TEXTE PRÉSENTÉ >>
:::::
"Le seul tort de l'homme, finalement, est de ne pas admettre sa mort..."
Voici venir le deuxième volume de cette série, intitulé Moreau, qui se focalise évidemment sur le fameux docteur bien connu des fans de fantastique. Mais si, vous savez : le fameux savant reclus sur son île, qui expérimente sur des animaux afin de les faire évoluer jusqu'à en faire des sortes d'animaux-humains capables de parole et de pensée et tenus par la fameuse Loi :
"Ne pas marcher à quatre pattes. C’est la Loi. Ne sommes-nous pas des Hommes ?"
"Ne pas laper pour boire. C’est la Loi. Ne sommes-nous pas des Hommes ?"
"Ne pas manger de chair ni de poisson. C’est la Loi. Ne sommes-nous pas des Hommes ?"
"Ne pas griffer l’écorce des arbres. C’est la Loi. Ne sommes-nous pas des Hommes ?"...
Autant dire de suite qu'il ne sera guère utile de revenir sur l'esthétique de l'ensemble qui est tout à fait conforme à celle du premier tome. Pas plus utile de revenir sur les objectifs et la méthodologie de cet enthousiasmant projet mêlant personnages de fiction et figures historiques réelles... tout cela a été abordé dans le fameux premier article.
Alors, que nous reste-t-il ? Eh bien l'histoire, pardi !
:::::
CONSIGNES >>
1. D'après la critique du volume Moreau, où le docteur mène-t-il ses expériences sur les animaux ?
2. Résumez la critique du volume Moreau en deux phrases.
3. Rédigez la suite de la critique du volume Moreau à partir de sa dernière phrase.
Les items qui suivent forment un matériau distinct de la critique du volume Moreau.

Annotations de position >>
:::::
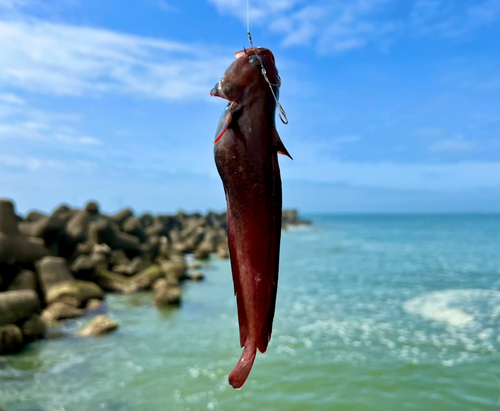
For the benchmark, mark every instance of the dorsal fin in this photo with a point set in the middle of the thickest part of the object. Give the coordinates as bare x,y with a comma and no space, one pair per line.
279,144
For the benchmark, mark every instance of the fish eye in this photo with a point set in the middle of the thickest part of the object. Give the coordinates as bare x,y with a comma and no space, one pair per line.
253,60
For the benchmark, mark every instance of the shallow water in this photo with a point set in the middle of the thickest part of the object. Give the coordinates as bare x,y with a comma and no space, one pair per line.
373,313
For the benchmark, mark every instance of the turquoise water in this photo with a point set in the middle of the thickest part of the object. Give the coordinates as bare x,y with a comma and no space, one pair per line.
373,313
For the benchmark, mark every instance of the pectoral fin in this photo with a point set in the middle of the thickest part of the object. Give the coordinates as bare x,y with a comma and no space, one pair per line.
280,146
225,120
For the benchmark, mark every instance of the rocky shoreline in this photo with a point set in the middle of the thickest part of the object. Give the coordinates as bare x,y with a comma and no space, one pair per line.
59,266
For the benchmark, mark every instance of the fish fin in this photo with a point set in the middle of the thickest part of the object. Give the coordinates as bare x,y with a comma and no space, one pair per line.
224,122
242,315
279,145
242,369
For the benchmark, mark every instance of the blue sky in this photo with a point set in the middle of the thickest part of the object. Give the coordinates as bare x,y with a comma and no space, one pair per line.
394,106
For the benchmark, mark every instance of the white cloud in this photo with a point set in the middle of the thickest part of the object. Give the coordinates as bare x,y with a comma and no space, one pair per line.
11,98
452,145
341,25
69,60
29,163
20,121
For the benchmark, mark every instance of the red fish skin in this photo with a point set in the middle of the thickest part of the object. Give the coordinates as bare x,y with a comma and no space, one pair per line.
246,158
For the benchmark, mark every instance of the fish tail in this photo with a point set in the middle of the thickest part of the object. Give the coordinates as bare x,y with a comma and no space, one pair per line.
242,369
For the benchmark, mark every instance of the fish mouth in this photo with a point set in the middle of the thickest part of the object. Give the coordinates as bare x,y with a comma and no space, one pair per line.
217,92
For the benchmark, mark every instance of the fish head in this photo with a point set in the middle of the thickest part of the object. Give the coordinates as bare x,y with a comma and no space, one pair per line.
244,81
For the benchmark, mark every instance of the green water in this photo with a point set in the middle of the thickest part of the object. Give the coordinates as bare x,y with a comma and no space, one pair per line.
373,313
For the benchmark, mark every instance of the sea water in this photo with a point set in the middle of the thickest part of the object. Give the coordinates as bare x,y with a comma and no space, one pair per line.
374,312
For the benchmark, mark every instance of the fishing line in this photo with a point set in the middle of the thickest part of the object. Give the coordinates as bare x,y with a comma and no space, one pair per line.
281,113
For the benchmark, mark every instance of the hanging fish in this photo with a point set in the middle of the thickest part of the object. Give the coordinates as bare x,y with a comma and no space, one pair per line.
246,148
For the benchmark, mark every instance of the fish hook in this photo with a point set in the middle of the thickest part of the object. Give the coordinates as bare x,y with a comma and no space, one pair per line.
282,113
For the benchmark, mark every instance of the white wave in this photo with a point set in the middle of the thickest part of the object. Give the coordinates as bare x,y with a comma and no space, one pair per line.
441,305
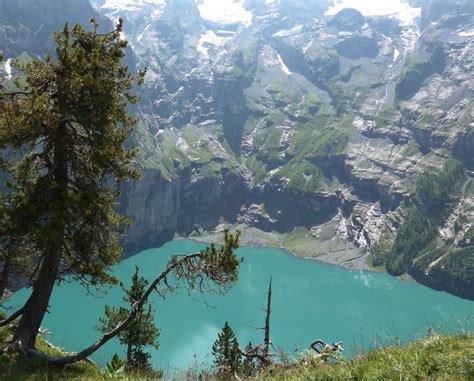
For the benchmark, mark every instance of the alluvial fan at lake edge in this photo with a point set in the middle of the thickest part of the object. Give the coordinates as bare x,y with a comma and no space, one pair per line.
310,300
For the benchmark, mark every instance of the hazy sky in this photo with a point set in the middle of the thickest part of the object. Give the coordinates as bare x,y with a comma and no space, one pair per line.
372,7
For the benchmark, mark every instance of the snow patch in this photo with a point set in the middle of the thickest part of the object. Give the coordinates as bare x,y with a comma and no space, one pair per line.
283,66
8,68
289,32
469,33
225,12
396,53
394,8
211,39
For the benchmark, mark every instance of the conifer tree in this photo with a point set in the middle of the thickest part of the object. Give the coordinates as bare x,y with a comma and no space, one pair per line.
249,365
141,332
65,126
226,352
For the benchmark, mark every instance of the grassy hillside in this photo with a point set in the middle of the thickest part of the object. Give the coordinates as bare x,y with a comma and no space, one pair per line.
433,358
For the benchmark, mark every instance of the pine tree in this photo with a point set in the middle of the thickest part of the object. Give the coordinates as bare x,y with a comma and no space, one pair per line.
226,352
249,365
66,126
141,333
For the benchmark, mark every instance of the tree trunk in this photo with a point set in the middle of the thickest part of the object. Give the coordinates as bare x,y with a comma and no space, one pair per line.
129,354
5,275
37,305
267,321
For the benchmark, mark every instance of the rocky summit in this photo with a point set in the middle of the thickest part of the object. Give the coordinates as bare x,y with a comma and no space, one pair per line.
316,125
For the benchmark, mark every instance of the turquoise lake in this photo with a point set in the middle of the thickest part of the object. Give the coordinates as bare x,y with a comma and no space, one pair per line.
311,300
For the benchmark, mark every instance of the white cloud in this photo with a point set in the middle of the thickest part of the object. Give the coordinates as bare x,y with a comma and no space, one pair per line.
396,8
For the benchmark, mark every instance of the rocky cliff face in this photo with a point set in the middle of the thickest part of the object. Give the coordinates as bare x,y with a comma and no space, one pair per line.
290,114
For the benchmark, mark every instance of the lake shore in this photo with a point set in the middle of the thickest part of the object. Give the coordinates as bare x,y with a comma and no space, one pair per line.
301,243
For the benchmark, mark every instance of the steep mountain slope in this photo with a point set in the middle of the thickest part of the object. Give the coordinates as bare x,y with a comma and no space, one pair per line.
305,117
317,125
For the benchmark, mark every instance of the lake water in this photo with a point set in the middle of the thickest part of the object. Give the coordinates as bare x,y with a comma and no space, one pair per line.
310,300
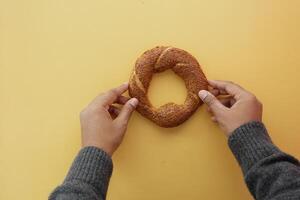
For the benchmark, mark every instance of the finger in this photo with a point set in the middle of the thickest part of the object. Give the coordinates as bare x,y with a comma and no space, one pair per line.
113,111
127,110
211,101
228,87
208,110
109,97
121,100
226,102
112,95
214,91
213,118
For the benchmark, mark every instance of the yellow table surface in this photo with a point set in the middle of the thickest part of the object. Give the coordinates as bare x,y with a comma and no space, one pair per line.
56,55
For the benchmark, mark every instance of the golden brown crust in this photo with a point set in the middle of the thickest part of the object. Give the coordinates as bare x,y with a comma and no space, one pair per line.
184,65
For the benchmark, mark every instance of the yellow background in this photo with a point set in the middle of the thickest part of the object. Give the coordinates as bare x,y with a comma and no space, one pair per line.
56,55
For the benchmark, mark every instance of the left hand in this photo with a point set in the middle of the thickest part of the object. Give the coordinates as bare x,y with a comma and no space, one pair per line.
103,125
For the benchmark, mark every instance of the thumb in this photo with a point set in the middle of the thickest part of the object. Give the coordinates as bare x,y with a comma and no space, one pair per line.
127,110
211,101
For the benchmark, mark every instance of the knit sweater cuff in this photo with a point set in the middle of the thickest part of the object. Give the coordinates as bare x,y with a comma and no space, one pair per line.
92,166
251,143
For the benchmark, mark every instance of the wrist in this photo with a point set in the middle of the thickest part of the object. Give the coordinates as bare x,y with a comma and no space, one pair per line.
109,151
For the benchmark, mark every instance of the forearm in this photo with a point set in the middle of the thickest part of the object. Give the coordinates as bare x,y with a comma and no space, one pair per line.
88,176
269,172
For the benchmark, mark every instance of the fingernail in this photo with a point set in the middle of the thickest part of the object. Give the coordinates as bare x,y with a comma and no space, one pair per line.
134,102
203,94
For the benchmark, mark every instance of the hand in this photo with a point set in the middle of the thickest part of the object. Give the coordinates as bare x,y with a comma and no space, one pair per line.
237,108
103,125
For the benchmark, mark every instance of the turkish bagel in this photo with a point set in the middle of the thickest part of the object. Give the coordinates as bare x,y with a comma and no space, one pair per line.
185,66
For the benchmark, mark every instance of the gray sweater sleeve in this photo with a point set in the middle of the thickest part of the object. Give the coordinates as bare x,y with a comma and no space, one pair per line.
269,173
88,177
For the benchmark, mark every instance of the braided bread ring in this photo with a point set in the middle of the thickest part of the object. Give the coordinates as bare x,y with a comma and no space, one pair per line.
184,65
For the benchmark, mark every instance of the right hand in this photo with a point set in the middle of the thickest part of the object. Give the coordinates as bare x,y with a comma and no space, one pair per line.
240,106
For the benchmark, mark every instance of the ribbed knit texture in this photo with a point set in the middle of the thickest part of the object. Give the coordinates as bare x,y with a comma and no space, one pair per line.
88,177
250,143
270,174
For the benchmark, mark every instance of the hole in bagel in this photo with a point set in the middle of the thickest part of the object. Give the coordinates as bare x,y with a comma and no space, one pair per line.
166,87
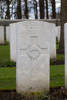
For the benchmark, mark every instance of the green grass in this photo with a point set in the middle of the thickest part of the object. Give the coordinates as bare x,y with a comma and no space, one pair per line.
57,75
60,57
8,77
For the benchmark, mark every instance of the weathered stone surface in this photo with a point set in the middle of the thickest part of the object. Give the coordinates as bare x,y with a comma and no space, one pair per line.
13,42
58,33
8,33
65,38
33,56
52,41
1,35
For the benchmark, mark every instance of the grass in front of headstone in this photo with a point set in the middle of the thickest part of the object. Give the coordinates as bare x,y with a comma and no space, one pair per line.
57,76
5,56
8,77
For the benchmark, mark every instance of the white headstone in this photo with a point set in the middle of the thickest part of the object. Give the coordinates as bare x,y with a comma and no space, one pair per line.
53,41
8,33
1,35
33,56
65,38
13,42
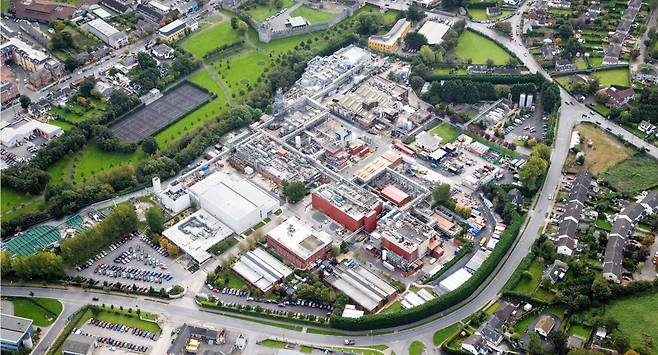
:::::
RÉSULTATS >>
1. Sur son île, où il vit reclus.

2. Ce deuxième volume de la série, intitulé Moreau, est consacré au docteur qui, reclus sur son île, fait évoluer des animaux en êtres capables de parole et de pensée, soumis à une Loi. Comme l'esthétique reste conforme au premier tome et que le projet a déjà été présenté dans le premier article, il ne reste à aborder que l'histoire.

3.
Dans ce tome, nous allons côtoyer quelques-uns des plus brillants esprits de leur temps et quelques personnages de fiction parmi les plus fameux de la littérature et du cinéma. Sans trop vous révéler la raison de leur présence en ces lieux, sachez que le Docteur Moreau va inviter en son manoir nuls autres que l'érudit Charles Darwin (peu de temps avant qu'il ose proclamer devant des assemblées de scientifiques que les hommes descendent d'un simple animal et non d'un dieu supposé), la visionnaire Mary Shelley (plusieurs décennies après avoir écrit Frankenstein), l'impulsive Emily Brontë (encore jeune mais ayant déjà écrit Les Hauts de Hurlevent) et l'audacieux Richard Burton (officier militaire, explorateur, écrivain et diplomate ayant la réputation d'avoir expérimenté la plupart des perversions humaines).
Qui dit Moreau dit forcément entités mi-humaines, mi-animales. Et, forcément, notre distribution de luxe va être confrontée à ces créatures... Mais là où le scénario est remarquable, c'est que, en effet, chacune de ces grandes figures a, à sa façon, un lien logique avec les œuvres de Moreau.
C'est audacieux mais ça fonctionne très bien et l'album file à toute allure en navigant entre élégance victorienne, érudition, action et questionnements philosophiques.
Comme le tome 1, l'album contient un carnet de réflexions développant les liens logiques entre les personnages et, en quelques pages, c'est un condensé d'intérêts divers... une sorte de cabinet de curiosités en papier.
Moreau engendre des êtres dont il exige le plus possible d'humanité, le moins possible d'animalité.
Savant niant l'implication divine dans la création d'une vie intelligente, il est une sorte d'incarnation de la volonté de nier Dieu qui sous-tend les théories darwiniennes de L'Origine des espèces.
Nous avons donc là un album qui divertit tout en nous faisant réfléchir. Que demander de plus ?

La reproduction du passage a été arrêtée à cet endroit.